_PROBLEM TO WORK ON_. Copy out, exactly as given, every line from the line with "Task: place one keypoint on every instance of the black suit" to the end of the listing, both of those lines included.

(Coordinate annotation records)
--- Start ---

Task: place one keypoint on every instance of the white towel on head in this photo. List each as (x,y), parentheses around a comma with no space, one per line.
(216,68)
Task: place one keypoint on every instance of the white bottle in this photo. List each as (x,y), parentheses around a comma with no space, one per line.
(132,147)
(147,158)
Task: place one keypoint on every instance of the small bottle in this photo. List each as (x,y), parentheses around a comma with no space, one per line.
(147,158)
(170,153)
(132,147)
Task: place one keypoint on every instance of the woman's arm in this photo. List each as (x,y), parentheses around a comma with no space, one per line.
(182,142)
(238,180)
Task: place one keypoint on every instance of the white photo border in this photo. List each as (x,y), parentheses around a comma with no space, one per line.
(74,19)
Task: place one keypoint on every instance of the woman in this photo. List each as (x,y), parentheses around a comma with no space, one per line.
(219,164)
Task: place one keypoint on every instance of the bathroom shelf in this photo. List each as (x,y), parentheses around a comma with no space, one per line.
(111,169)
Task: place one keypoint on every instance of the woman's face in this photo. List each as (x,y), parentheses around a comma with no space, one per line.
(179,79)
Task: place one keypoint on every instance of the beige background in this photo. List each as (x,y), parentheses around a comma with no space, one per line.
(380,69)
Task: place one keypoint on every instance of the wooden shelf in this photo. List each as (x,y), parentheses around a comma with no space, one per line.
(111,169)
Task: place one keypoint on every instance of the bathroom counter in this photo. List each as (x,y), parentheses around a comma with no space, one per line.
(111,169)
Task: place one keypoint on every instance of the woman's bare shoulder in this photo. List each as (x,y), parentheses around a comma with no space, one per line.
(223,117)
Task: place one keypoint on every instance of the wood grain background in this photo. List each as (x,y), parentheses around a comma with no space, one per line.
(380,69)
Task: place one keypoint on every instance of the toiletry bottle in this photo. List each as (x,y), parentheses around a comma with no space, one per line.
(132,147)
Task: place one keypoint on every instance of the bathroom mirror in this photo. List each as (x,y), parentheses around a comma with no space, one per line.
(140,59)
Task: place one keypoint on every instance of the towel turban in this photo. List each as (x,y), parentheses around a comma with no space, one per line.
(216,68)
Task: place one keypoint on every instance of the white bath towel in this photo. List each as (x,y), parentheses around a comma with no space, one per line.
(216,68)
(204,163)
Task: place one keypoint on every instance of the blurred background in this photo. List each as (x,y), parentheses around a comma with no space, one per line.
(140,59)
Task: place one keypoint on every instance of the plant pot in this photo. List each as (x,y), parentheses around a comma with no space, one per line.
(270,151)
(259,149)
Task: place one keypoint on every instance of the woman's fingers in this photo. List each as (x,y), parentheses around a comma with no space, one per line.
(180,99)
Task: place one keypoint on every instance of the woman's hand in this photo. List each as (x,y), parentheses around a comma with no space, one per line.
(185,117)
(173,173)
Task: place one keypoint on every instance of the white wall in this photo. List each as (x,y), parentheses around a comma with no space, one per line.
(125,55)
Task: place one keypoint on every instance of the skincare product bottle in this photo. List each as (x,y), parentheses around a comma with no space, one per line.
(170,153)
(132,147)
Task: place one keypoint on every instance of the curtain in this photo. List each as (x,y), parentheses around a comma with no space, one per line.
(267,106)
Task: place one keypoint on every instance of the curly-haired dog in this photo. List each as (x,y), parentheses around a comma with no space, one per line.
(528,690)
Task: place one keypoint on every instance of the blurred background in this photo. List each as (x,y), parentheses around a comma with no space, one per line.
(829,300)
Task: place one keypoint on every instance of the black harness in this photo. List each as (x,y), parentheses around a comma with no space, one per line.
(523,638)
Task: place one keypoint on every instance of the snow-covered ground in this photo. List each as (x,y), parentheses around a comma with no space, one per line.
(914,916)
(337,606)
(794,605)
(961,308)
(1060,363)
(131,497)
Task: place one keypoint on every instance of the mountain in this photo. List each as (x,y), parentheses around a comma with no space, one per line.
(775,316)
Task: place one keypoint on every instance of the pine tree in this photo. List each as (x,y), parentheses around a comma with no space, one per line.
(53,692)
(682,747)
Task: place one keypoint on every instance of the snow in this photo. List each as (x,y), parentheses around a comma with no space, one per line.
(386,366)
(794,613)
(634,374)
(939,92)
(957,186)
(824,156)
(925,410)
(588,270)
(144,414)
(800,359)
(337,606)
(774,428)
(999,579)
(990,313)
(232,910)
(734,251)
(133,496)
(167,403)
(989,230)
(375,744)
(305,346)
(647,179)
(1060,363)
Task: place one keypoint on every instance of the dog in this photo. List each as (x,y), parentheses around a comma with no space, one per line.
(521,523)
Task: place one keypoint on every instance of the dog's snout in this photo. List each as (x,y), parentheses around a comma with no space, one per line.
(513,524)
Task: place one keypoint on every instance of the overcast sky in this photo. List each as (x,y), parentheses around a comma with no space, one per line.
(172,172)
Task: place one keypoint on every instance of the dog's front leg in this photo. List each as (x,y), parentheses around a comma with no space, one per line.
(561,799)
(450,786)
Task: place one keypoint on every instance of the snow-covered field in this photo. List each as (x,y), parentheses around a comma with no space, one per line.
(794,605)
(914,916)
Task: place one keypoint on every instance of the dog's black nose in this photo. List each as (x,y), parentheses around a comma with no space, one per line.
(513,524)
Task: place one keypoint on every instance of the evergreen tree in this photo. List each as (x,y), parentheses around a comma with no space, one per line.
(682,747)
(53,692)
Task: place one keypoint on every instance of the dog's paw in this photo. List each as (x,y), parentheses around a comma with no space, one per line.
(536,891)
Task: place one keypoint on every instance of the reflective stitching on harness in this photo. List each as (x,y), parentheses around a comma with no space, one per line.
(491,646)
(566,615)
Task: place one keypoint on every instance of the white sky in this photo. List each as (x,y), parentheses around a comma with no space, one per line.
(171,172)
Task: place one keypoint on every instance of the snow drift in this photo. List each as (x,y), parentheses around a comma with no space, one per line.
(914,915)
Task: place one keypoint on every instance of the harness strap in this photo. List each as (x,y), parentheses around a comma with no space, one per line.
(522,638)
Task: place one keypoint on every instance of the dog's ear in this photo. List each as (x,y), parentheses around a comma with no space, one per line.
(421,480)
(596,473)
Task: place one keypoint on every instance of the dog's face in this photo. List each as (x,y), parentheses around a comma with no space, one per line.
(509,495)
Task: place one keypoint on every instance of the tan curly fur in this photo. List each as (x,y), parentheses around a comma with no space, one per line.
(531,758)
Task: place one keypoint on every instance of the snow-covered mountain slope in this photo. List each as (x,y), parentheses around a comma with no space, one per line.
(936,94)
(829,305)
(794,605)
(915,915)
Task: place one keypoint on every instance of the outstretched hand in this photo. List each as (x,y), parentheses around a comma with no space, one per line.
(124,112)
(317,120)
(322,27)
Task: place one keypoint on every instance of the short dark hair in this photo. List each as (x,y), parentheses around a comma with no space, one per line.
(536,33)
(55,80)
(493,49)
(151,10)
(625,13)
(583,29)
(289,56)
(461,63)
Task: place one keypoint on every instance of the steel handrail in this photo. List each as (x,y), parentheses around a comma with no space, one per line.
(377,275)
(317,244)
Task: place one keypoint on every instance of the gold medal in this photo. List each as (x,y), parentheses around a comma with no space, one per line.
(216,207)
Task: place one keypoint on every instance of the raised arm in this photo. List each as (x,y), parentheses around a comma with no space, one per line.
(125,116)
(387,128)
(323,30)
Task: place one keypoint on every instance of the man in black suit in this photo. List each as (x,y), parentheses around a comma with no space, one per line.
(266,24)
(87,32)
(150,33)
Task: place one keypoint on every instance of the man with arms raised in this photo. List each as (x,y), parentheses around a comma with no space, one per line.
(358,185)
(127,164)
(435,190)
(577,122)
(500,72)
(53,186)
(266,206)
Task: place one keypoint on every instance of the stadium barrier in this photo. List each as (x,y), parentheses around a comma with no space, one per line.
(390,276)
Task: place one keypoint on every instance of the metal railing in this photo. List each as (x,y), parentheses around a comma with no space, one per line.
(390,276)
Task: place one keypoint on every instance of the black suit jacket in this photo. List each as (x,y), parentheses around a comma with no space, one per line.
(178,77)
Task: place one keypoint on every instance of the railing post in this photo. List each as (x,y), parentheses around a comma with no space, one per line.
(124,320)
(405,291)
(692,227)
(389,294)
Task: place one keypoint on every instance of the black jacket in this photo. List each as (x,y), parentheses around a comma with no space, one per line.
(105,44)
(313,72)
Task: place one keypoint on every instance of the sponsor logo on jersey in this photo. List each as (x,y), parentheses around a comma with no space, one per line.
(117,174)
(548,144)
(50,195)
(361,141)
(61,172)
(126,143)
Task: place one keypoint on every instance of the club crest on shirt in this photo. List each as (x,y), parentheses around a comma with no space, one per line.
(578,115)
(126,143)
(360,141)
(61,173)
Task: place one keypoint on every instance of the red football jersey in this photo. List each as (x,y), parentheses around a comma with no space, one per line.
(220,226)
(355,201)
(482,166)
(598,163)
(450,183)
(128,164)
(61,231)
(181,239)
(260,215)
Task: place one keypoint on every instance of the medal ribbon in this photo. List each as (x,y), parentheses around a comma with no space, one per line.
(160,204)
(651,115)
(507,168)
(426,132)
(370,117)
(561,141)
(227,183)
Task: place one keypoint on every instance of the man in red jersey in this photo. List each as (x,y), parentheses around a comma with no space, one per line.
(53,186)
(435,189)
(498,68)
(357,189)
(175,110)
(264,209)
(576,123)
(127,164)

--- End ---

_THE RESPONSE_.
Task: place one keypoint on every instance of the black suit jacket in this photo. List each as (x,y), parentheses around a comma with no space, one per line.
(178,77)
Task: place one keypoint on every instance of the railing post in this photo. List each as (x,y), parentheses around a comma with no space, one per line.
(124,320)
(405,291)
(692,227)
(389,294)
Task: place one keypoint on every instance of the black jacket in this photo. List each as (x,y), parentheses around a comma with no space, one per line.
(105,44)
(313,72)
Task: place one keypoint on every instance of the sponsor logo on jersey in this photo. List each as (x,y), parentheses around a comma with no space, one per line.
(117,174)
(548,144)
(50,195)
(361,141)
(61,172)
(126,143)
Task: place one keypoint on every instance of the club crest on shirt in this photo. List each as (x,y), parentheses around a comma with no space, one per line.
(578,115)
(126,143)
(360,141)
(61,173)
Task: place one keypoint on every instance of the red football jersey in this photo. List each as (x,y), parentheses around a comma with no space, one per line.
(220,226)
(355,201)
(482,166)
(598,163)
(450,183)
(128,164)
(61,231)
(181,239)
(260,215)
Task: place one keypoint on every instance of the medal ribbon in this photo. List each as (x,y), parentheses around a comma with no space, one per line.
(160,204)
(651,115)
(507,168)
(426,132)
(370,117)
(561,141)
(227,183)
Task: place one keypoint on every instance of the man in red jersey in this photo. List each as (x,y), parentheses around a comma with no space, one per line.
(53,186)
(435,189)
(498,68)
(357,189)
(175,110)
(264,209)
(576,123)
(127,164)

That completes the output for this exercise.